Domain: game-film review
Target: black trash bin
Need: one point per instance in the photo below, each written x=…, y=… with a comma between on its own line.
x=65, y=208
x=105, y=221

— DIRECTION —
Copy every line of the records above word for word, keeping the original line breaks.

— SOLUTION BELOW —
Domain: game-film review
Target: black trash bin
Need: one point per instance in the photo below, each written x=…, y=… with a comma between on its own line.
x=65, y=208
x=105, y=221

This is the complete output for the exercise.